REQUIRED TASK ::
Copy the rows below from the line with "pin: the evergreen" through the end of the rows, both ends included. Keep each request as written, but multiply every point coordinate in the answers by 2, rounding to whole numbers with halves going up, and leave the pictures out.
--- Start of SUPPLIED DATA ---
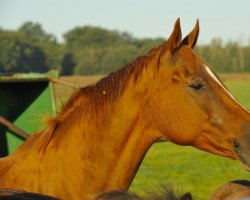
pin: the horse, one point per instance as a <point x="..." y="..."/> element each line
<point x="166" y="193"/>
<point x="10" y="194"/>
<point x="98" y="140"/>
<point x="238" y="189"/>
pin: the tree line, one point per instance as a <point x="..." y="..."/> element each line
<point x="94" y="50"/>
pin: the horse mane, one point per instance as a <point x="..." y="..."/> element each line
<point x="100" y="95"/>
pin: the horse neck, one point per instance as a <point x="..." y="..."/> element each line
<point x="110" y="144"/>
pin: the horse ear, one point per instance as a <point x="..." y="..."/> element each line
<point x="191" y="39"/>
<point x="175" y="38"/>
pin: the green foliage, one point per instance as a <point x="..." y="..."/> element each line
<point x="20" y="56"/>
<point x="95" y="50"/>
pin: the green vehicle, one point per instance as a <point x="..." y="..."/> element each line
<point x="24" y="99"/>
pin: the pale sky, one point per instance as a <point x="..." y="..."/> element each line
<point x="227" y="19"/>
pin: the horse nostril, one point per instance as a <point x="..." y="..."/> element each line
<point x="236" y="143"/>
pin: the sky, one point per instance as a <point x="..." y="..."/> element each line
<point x="227" y="19"/>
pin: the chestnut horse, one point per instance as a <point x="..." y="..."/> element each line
<point x="98" y="140"/>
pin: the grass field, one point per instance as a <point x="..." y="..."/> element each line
<point x="185" y="168"/>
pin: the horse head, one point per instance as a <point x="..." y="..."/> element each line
<point x="189" y="105"/>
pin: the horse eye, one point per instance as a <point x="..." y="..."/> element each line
<point x="197" y="86"/>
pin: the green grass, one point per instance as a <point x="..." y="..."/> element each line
<point x="187" y="169"/>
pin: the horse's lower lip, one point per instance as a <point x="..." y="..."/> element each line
<point x="243" y="160"/>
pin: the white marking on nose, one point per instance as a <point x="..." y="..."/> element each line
<point x="218" y="81"/>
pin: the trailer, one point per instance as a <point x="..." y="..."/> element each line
<point x="24" y="100"/>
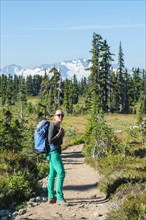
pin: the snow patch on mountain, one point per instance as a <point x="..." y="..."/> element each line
<point x="67" y="69"/>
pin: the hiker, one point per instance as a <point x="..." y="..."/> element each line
<point x="55" y="139"/>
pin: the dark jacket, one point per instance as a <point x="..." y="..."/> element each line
<point x="53" y="139"/>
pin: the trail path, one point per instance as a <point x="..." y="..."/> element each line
<point x="80" y="190"/>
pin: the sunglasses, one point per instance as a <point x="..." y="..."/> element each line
<point x="60" y="115"/>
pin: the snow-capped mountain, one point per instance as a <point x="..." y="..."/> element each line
<point x="66" y="68"/>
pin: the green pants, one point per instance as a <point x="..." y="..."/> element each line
<point x="56" y="169"/>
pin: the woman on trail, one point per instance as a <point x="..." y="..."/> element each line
<point x="55" y="138"/>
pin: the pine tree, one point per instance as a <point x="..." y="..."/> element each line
<point x="10" y="91"/>
<point x="93" y="91"/>
<point x="55" y="89"/>
<point x="75" y="90"/>
<point x="22" y="96"/>
<point x="105" y="75"/>
<point x="121" y="81"/>
<point x="3" y="88"/>
<point x="68" y="96"/>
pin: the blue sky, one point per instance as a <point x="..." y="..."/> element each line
<point x="46" y="32"/>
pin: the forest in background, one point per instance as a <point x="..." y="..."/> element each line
<point x="118" y="154"/>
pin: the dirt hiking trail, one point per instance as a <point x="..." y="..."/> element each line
<point x="80" y="190"/>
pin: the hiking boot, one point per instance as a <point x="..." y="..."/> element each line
<point x="62" y="202"/>
<point x="52" y="200"/>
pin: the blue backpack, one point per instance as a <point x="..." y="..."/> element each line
<point x="41" y="137"/>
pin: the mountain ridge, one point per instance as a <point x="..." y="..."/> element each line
<point x="67" y="69"/>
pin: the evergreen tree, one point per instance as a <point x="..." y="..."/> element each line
<point x="22" y="96"/>
<point x="93" y="94"/>
<point x="105" y="75"/>
<point x="29" y="85"/>
<point x="3" y="89"/>
<point x="121" y="81"/>
<point x="55" y="89"/>
<point x="45" y="89"/>
<point x="10" y="90"/>
<point x="68" y="96"/>
<point x="75" y="90"/>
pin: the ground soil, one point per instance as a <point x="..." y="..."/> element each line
<point x="80" y="190"/>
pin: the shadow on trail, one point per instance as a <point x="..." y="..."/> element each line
<point x="80" y="187"/>
<point x="86" y="201"/>
<point x="75" y="154"/>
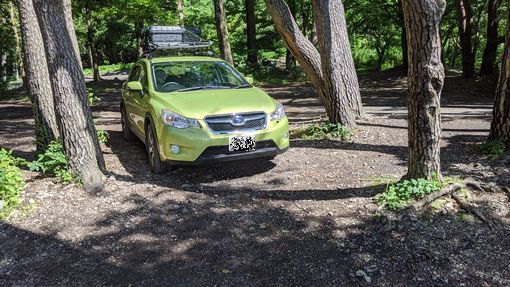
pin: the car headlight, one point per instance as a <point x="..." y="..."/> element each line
<point x="278" y="113"/>
<point x="177" y="121"/>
--- End of SUPPLIED DATA ---
RESULT FOR THIS TASK ::
pin: the evergreen tree, one point per instance as a <point x="..." y="..."/> element each line
<point x="44" y="192"/>
<point x="186" y="188"/>
<point x="210" y="150"/>
<point x="58" y="170"/>
<point x="6" y="178"/>
<point x="242" y="162"/>
<point x="110" y="178"/>
<point x="90" y="178"/>
<point x="20" y="180"/>
<point x="136" y="192"/>
<point x="150" y="180"/>
pin: the ground soil, one point per instance as a <point x="..." y="..."/> element each line
<point x="160" y="380"/>
pin: the shadow on trail, one point per instance as a <point x="..." y="..."/> element each line
<point x="160" y="374"/>
<point x="172" y="402"/>
<point x="150" y="308"/>
pin: the car headlight, one point per instance as a <point x="..." y="..."/> element each line
<point x="556" y="226"/>
<point x="354" y="242"/>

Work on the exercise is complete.